### Requirement
This exercise calls for an exact transcription. Set down every record below.

### Records excerpted from a collection
-- Opening Marker --
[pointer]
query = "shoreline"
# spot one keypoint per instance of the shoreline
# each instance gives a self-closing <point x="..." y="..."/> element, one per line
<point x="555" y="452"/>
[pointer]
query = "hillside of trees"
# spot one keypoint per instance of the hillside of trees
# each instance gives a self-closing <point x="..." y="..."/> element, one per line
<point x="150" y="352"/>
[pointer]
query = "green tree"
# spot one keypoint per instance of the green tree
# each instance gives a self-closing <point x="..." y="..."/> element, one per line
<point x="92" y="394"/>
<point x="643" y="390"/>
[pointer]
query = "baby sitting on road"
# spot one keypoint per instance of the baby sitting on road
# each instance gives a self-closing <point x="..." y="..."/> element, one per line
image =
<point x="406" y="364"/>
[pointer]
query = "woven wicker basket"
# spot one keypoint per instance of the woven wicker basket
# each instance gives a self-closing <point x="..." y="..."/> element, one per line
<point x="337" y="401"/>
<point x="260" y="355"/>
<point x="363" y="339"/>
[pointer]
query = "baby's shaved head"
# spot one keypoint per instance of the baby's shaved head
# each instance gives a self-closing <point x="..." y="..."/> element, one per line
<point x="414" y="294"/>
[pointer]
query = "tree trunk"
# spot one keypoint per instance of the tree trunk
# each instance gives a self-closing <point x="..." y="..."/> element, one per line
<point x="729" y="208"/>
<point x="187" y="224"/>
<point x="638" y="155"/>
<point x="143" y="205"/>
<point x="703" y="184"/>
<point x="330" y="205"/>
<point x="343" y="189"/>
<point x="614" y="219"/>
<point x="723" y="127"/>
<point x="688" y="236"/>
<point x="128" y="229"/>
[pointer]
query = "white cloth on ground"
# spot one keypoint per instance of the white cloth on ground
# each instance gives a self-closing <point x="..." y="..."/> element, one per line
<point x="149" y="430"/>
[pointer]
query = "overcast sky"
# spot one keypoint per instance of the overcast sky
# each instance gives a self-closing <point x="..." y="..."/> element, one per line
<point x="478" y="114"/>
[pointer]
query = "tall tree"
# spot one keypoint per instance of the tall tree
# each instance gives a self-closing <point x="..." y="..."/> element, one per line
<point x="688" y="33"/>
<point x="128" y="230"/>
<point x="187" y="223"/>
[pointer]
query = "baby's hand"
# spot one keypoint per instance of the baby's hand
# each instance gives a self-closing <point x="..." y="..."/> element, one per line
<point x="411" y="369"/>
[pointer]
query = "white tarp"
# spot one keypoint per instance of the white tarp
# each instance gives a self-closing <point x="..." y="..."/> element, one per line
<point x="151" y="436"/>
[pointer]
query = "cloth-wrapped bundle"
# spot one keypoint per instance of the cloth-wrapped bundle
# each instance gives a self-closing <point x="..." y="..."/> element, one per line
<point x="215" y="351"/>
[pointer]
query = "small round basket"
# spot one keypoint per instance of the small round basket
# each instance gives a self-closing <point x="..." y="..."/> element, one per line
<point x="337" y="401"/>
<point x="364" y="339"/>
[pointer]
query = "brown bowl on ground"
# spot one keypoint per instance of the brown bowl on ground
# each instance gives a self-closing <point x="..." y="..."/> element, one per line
-- Closing Marker --
### Answer for the task
[pointer]
query = "shoreline"
# spot one keypoint per instance of the shoreline
# each instance gives a self-closing <point x="..." y="..."/> element, one per line
<point x="555" y="452"/>
[pointer]
query = "hillside of trees"
# spot one keypoint per instance of the hillside of trees
# each instance gives a self-closing <point x="..." y="..."/> element, one per line
<point x="150" y="352"/>
[pointer]
query = "green tree"
# spot one keypoint per instance of the green tree
# each instance gives a self-closing <point x="..." y="..."/> element, one per line
<point x="92" y="394"/>
<point x="643" y="390"/>
[pointer]
query = "baby sitting on road"
# spot one keypoint per instance of the baby sitting on road
# each instance gives a self-closing <point x="..." y="..."/> element, one per line
image =
<point x="406" y="364"/>
[pointer]
query = "woven wicker basket"
# spot one keypoint per instance of the woven wicker basket
# each instance gives a self-closing <point x="..." y="..."/> element, one per line
<point x="337" y="401"/>
<point x="260" y="355"/>
<point x="363" y="339"/>
[pointer]
query = "baby's shaved head"
# spot one keypoint per instance of the baby's shaved head
# each instance gives a self-closing <point x="..." y="..."/> element, one per line
<point x="414" y="294"/>
[pointer]
query = "tree trunk"
# spot one keypoint per instance of the tree trunk
# each instance gives a self-closing <point x="..." y="..."/> element, one per line
<point x="729" y="208"/>
<point x="187" y="224"/>
<point x="638" y="155"/>
<point x="143" y="205"/>
<point x="703" y="184"/>
<point x="330" y="205"/>
<point x="343" y="189"/>
<point x="614" y="219"/>
<point x="723" y="127"/>
<point x="688" y="236"/>
<point x="128" y="229"/>
[pointer]
query = "white cloth on ground"
# spot one keypoint per instance of the white cloth on ground
# each instance gives a self-closing <point x="..." y="..."/> element, one per line
<point x="149" y="430"/>
[pointer]
query = "overcast sky"
# spot one keypoint per instance of the overcast sky
# each instance gives a self-closing <point x="..." y="..."/> element, one per line
<point x="478" y="114"/>
[pointer]
query = "tall tree"
# spot one keypoint per instance of the tall tree
# each instance gives a self-closing <point x="..." y="..."/> element, one per line
<point x="688" y="33"/>
<point x="128" y="230"/>
<point x="187" y="223"/>
[pointer]
query = "baby's hand"
# spot one keypoint per instance of the baby's hand
# each instance gives a self-closing <point x="..." y="..."/> element, one per line
<point x="411" y="369"/>
[pointer]
query = "white tarp"
# spot one keypoint per instance of the white tarp
# each instance gives a self-closing <point x="..." y="..."/> element, one per line
<point x="151" y="436"/>
[pointer]
query = "cloth-wrapped bundle"
# spot one keypoint per instance of the cloth-wrapped bundle
# each instance gives a self-closing <point x="..." y="..."/> element, one per line
<point x="215" y="351"/>
[pointer]
query = "small round basket"
# spot one keypoint per instance of the small round basket
# each instance gives a self-closing <point x="..." y="..."/> element, one per line
<point x="337" y="401"/>
<point x="364" y="339"/>
[pointer]
query = "brown bowl on ground"
# spot one keypoint per instance of the brown bowl on ground
# each instance gives a self-closing <point x="..." y="..."/> element, one per line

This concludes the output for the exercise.